### Input for this task
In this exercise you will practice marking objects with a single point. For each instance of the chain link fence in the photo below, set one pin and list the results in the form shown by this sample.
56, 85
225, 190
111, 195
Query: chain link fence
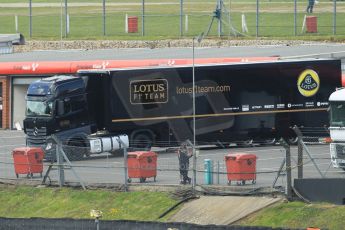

### Exercise requirements
Every line above goes into your copy exactly; no images go in.

### Exercise output
In this exercise you will practice marking objects with a single point. For each instance of the chain link fence in the photo below, set one pin and list the results in the form shown by this sample.
56, 85
225, 190
111, 195
Query: chain link fence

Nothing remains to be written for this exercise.